==== RECORDED INFORMATION ====

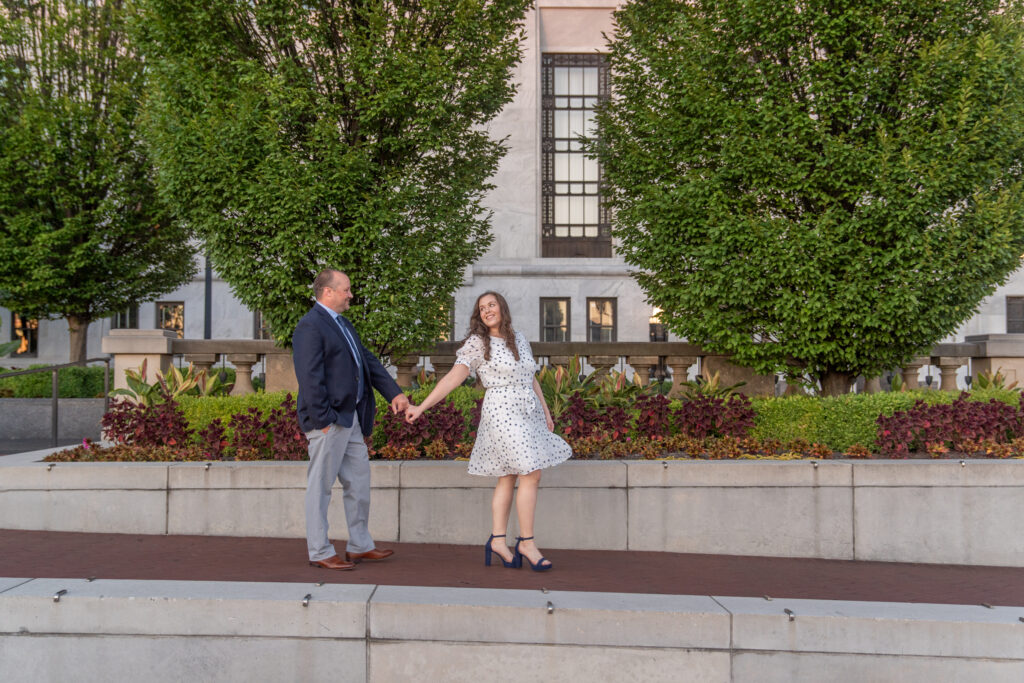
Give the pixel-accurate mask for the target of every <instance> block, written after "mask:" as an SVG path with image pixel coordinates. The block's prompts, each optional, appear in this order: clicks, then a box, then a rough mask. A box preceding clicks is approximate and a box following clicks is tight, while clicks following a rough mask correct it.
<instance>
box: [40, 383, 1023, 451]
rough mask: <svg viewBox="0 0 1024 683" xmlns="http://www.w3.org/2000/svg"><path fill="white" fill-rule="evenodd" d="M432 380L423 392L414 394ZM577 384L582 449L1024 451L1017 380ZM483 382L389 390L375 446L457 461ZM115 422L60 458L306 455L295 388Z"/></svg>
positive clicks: (895, 450) (566, 404) (462, 450)
mask: <svg viewBox="0 0 1024 683" xmlns="http://www.w3.org/2000/svg"><path fill="white" fill-rule="evenodd" d="M429 389H430V385H426V386H424V387H422V388H418V389H415V390H412V391H410V392H409V393H410V394H411V398H412V399H413V401H414V402H419V401H421V400H422V399H423V397H424V396H425V395H426V394H427V393H428V392H429ZM620 389H621V391H618V392H616V391H614V390H612V391H609V392H605V393H604V394H602V393H601V392H600V391H592V392H590V393H589V394H588V393H587V392H586V391H575V392H568V393H567V394H565V395H560V396H551V397H549V399H548V402H549V404H551V405H552V407H553V409H555V410H556V411H557V412H556V415H555V430H556V431H557V432H558V433H559V434H561V435H562V436H563V437H565V438H566V440H568V441H569V443H570V445H571V446H572V450H573V458H575V459H584V460H589V459H594V460H598V459H600V460H611V459H706V460H707V459H715V460H719V459H774V460H794V459H802V458H812V459H828V458H910V457H915V458H936V459H940V458H1020V457H1022V456H1024V409H1022V404H1021V393H1020V392H1019V391H1017V390H1009V389H1002V388H988V389H984V390H975V391H973V392H970V393H968V392H963V393H956V392H943V391H934V390H916V391H901V392H888V393H879V394H849V395H844V396H839V397H816V396H787V397H778V398H757V399H753V400H751V399H749V398H746V397H745V396H742V395H739V394H734V393H730V392H727V391H724V392H722V394H723V395H710V394H708V393H700V392H692V393H690V394H687V395H685V396H683V397H681V398H676V399H672V400H670V399H668V398H667V397H666V396H664V395H662V394H659V393H656V392H651V391H646V392H645V391H642V390H630V391H626V390H622V389H623V387H620ZM482 395H483V391H482V390H481V389H475V388H472V387H468V386H463V387H459V388H458V389H456V391H454V392H453V393H452V394H451V396H450V397H449V399H447V400H446V401H444V402H442V403H440V404H438V405H436V407H434V408H433V409H431V410H430V411H428V412H427V413H426V414H425V415H424V417H425V419H423V420H420V421H418V422H417V423H415V424H412V425H410V424H408V423H406V422H404V420H402V419H401V418H400V416H395V415H392V414H391V413H390V410H389V408H388V404H387V403H386V402H385V401H384V400H383V399H382V398H380V397H379V396H378V404H377V408H378V416H377V417H378V426H377V428H376V429H375V431H374V435H373V438H372V439H368V445H369V446H370V450H371V457H372V458H375V459H384V460H416V459H427V460H451V459H459V458H466V457H468V456H469V453H470V452H471V450H472V443H473V439H474V437H475V430H476V425H477V423H478V420H479V403H480V401H481V400H482ZM102 424H103V429H104V433H105V434H106V436H108V438H110V439H112V440H114V441H115V442H116V444H115V445H111V446H106V447H103V446H100V445H98V444H96V443H91V442H89V441H86V442H84V443H83V444H82V445H80V446H78V447H76V449H72V450H69V451H65V452H61V453H58V454H54V455H52V456H50V457H49V458H47V460H50V461H63V462H91V461H141V462H153V461H171V462H173V461H210V460H213V461H218V460H225V461H231V460H238V461H245V460H305V459H306V439H305V436H304V434H303V433H302V431H301V430H300V429H299V426H298V421H297V419H296V416H295V399H294V397H293V396H292V395H291V394H287V393H284V392H279V393H263V392H259V393H255V394H250V395H248V396H206V397H201V396H188V395H183V396H179V397H178V398H177V399H174V398H172V397H170V396H167V397H165V399H164V400H163V401H162V402H155V403H153V404H150V405H146V404H144V403H140V402H139V403H136V402H132V401H130V400H120V401H117V402H116V403H114V405H113V407H112V410H111V412H110V413H108V414H106V415H105V416H104V417H103V422H102Z"/></svg>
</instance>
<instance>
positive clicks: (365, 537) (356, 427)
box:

====

■ EXERCISE INSTRUCTIONS ■
Please update all of the data above so that "positive clicks" becomes "foreground clicks" and nothing else changes. Leave the pictures out of your answer.

■ THE ANSWER ■
Give the pixel-accurate mask for the target of every <instance> block, written after "mask:" as an SVG path with image pixel coordinates. The block's prompts, each optional, appear in this order: clicks, then a box, then a rough mask. A box preceding clicks is approximate and a box following clicks is tight, while clicks following a rough mask correct it.
<instance>
box: [40, 383, 1023, 451]
rough mask: <svg viewBox="0 0 1024 683" xmlns="http://www.w3.org/2000/svg"><path fill="white" fill-rule="evenodd" d="M432 380L423 392L414 394ZM577 384L582 449L1024 451L1017 380ZM483 382L389 390L375 446L457 461ZM115 422L60 458L306 455L295 388Z"/></svg>
foreground clicks: (895, 450) (566, 404) (462, 450)
mask: <svg viewBox="0 0 1024 683" xmlns="http://www.w3.org/2000/svg"><path fill="white" fill-rule="evenodd" d="M429 389H430V385H426V386H424V387H422V388H418V389H415V390H412V391H410V392H409V393H410V394H411V398H412V399H413V401H414V402H419V401H421V400H422V399H423V397H424V396H425V395H426V394H427V393H428V392H429ZM620 389H621V391H618V392H616V391H614V390H612V391H609V392H605V393H604V394H602V393H601V392H600V391H592V392H590V393H589V394H588V393H587V392H586V391H575V392H568V393H567V394H565V395H560V396H551V397H549V399H548V402H549V404H551V405H552V407H553V409H555V410H556V411H557V412H556V415H555V430H556V431H557V432H558V433H559V434H561V435H562V436H563V437H565V438H566V440H568V441H569V443H570V445H571V446H572V450H573V458H575V459H584V460H589V459H594V460H598V459H600V460H611V459H706V460H707V459H715V460H719V459H774V460H794V459H802V458H812V459H828V458H910V457H915V458H936V459H940V458H1020V457H1022V456H1024V409H1022V404H1021V393H1020V392H1019V391H1017V390H1009V389H1002V388H988V389H984V390H975V391H973V392H970V393H968V392H963V393H956V392H943V391H934V390H916V391H901V392H888V393H879V394H849V395H844V396H839V397H816V396H787V397H778V398H757V399H753V400H751V399H749V398H746V397H745V396H742V395H739V394H734V393H730V392H727V391H724V392H722V394H723V395H710V394H708V393H700V392H692V393H690V394H687V395H685V396H683V397H681V398H676V399H672V400H670V399H668V398H667V397H666V396H664V395H662V394H659V393H656V392H651V391H646V392H645V391H642V390H630V391H626V390H622V389H623V387H620ZM482 395H483V391H482V390H481V389H475V388H472V387H468V386H463V387H459V388H458V389H456V391H454V392H453V393H452V394H451V396H450V397H449V399H447V400H446V401H444V402H442V403H440V404H438V405H436V407H434V408H433V409H431V410H430V411H428V412H427V413H426V414H425V415H424V417H425V419H423V420H420V421H418V422H417V423H415V424H412V425H410V424H408V423H406V422H404V420H402V419H401V418H400V416H395V415H392V414H391V413H390V410H389V408H388V404H387V403H386V402H385V401H384V400H383V399H382V398H380V397H379V396H378V404H377V408H378V416H377V417H378V426H377V428H376V429H375V431H374V435H373V438H372V439H368V445H369V446H370V450H371V457H372V458H375V459H384V460H416V459H427V460H451V459H459V458H466V457H468V456H469V453H470V452H471V450H472V443H473V439H474V437H475V430H476V425H477V423H478V420H479V403H480V401H481V400H482ZM102 424H103V429H104V433H105V434H106V436H108V438H110V439H112V440H114V441H115V442H116V444H115V445H111V446H106V447H103V446H100V445H98V444H96V443H91V442H89V441H86V442H84V443H83V444H82V445H80V446H78V447H76V449H72V450H69V451H65V452H61V453H58V454H54V455H52V456H50V457H49V458H47V460H50V461H63V462H91V461H141V462H153V461H171V462H173V461H210V460H213V461H218V460H225V461H231V460H238V461H245V460H305V459H306V439H305V436H304V434H303V433H302V431H301V430H300V429H299V426H298V421H297V419H296V416H295V399H294V397H293V396H292V395H291V394H287V393H284V392H279V393H263V392H259V393H255V394H250V395H248V396H206V397H201V396H188V395H183V396H179V397H178V398H177V399H174V398H172V397H170V396H167V397H165V399H164V400H163V401H162V402H155V403H153V404H150V405H146V404H144V403H140V402H139V403H136V402H132V401H130V400H120V401H117V402H116V403H114V405H113V407H112V410H111V412H110V413H108V414H106V415H105V416H104V417H103V422H102Z"/></svg>
</instance>
<instance>
foreground clicks: (365, 537) (356, 427)
box:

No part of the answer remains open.